▶ **Data to examine**
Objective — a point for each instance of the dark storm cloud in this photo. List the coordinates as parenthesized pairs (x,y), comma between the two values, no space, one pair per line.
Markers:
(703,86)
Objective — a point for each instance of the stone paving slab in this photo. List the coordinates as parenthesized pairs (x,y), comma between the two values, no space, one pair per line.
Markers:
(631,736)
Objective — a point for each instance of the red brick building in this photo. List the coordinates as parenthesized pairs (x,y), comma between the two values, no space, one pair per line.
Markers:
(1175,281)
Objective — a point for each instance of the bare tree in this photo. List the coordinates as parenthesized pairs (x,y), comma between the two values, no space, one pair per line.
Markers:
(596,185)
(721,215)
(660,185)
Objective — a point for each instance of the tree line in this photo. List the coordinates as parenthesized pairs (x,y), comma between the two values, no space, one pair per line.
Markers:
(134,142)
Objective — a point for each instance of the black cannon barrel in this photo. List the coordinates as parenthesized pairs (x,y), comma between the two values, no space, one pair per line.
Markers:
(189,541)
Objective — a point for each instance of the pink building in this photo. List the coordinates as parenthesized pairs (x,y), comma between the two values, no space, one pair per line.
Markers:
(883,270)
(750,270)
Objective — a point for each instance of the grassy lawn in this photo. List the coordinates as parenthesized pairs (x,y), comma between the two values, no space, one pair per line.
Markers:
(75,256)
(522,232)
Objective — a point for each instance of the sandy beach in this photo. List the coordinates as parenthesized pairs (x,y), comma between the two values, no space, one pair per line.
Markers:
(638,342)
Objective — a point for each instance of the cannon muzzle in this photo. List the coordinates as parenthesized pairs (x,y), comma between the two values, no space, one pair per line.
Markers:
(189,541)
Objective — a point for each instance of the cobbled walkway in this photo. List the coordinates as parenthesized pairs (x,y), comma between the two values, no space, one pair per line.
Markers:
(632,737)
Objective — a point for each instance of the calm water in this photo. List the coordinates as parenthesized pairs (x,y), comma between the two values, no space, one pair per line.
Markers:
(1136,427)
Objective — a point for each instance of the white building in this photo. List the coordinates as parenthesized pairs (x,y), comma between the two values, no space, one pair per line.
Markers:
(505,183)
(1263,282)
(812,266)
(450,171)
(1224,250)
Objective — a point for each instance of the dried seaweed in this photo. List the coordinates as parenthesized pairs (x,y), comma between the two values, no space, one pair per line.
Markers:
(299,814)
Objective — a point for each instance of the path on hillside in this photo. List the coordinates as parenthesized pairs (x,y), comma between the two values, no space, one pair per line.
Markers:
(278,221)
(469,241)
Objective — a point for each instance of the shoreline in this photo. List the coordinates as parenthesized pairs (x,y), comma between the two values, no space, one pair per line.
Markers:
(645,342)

▶ **Activity**
Each line of the material should be repeated exactly as it reads.

▶ **Exercise response**
Objective — a point for each instance of the dark storm cloud in this photo. List the coordinates as parenthesized pairs (x,y), comma between the two values, no space, one pair per line.
Markers:
(703,86)
Objective — a point for each instance of the stone paving slab in this photo. List the coordinates as parenthesized pairs (x,y), comma between the two values, no space, one pair per line.
Markers:
(631,736)
Objective — a point for each instance of the red brick building in this photo. List the coordinates as parenthesized pairs (x,y), comma between the two values, no space, one pair per line.
Markers:
(1175,281)
Objective — a point for each instance of the bare tree in this photo. List the coordinates as parenthesized pairs (x,y), comma between the two values, no space, one pair per line.
Markers:
(596,185)
(721,215)
(660,185)
Objective — a point for each instance of the tree line in this photo. List the coordinates as parenthesized pairs (x,y), comma between the two values, no space, one pair per line.
Markers:
(134,142)
Objective — a point for each instance of the black cannon barrel in this photo. List the coordinates as parenthesized pairs (x,y), comma between the two values, no space, one pair per line.
Markers:
(189,541)
Objective — a point for each instance of the pink building in this photo. List the coordinates as parenthesized pairs (x,y), comma between the two values, no space, one pair per line.
Markers:
(883,270)
(750,270)
Objective — a point for each instance of the grassy lawn in this photo. List the coordinates as parenthesized pairs (x,y), comma between the two values, no space, one pair per line.
Markers:
(75,256)
(522,232)
Objective — a point for each instance of the sandy beach in this photo. List the coordinates as parenthesized pairs (x,y), comma between the two values, no space, one pair per line.
Markers:
(638,342)
Objective — a point for each instance of the cannon muzzle in this photo. List the coordinates as parenthesized pairs (x,y), comma between the two values, no space, one pair per line.
Markers:
(189,541)
Objective — a point for each instance of the cobbled walkway in this photo. List the coordinates as parenthesized pairs (x,y), comma between the two values, no space, one pair per line.
Markers:
(632,737)
Objective — a point for each instance of the calm water in this photo. List the coordinates as parenthesized pairs (x,y), comma between the two values, no space, one pair per line.
Markers:
(1136,427)
Objective — a point for each instance of the white building in this photo. List the coordinates as parenthesized pairs (x,y), comma between the two values, no space, one pair per line.
Markers:
(505,183)
(1263,282)
(812,266)
(450,171)
(1224,250)
Objective — a point for each instance of the dried seaweed in this photo. List the coordinates as parenthesized pairs (x,y), comma between the two values, no space, one pair per line.
Markers:
(299,814)
Objective — a point for each instance of the path on hillside in this photo. List the coordinates as parenthesized pairs (x,y), comma between the two values, no space, one pair per line.
Markers:
(278,221)
(469,241)
Objective — a point for each instance of the shoreline in this photo. List the coordinates as parenthesized pairs (x,y), comma between the two values, no space, one pair per line.
Markers:
(645,342)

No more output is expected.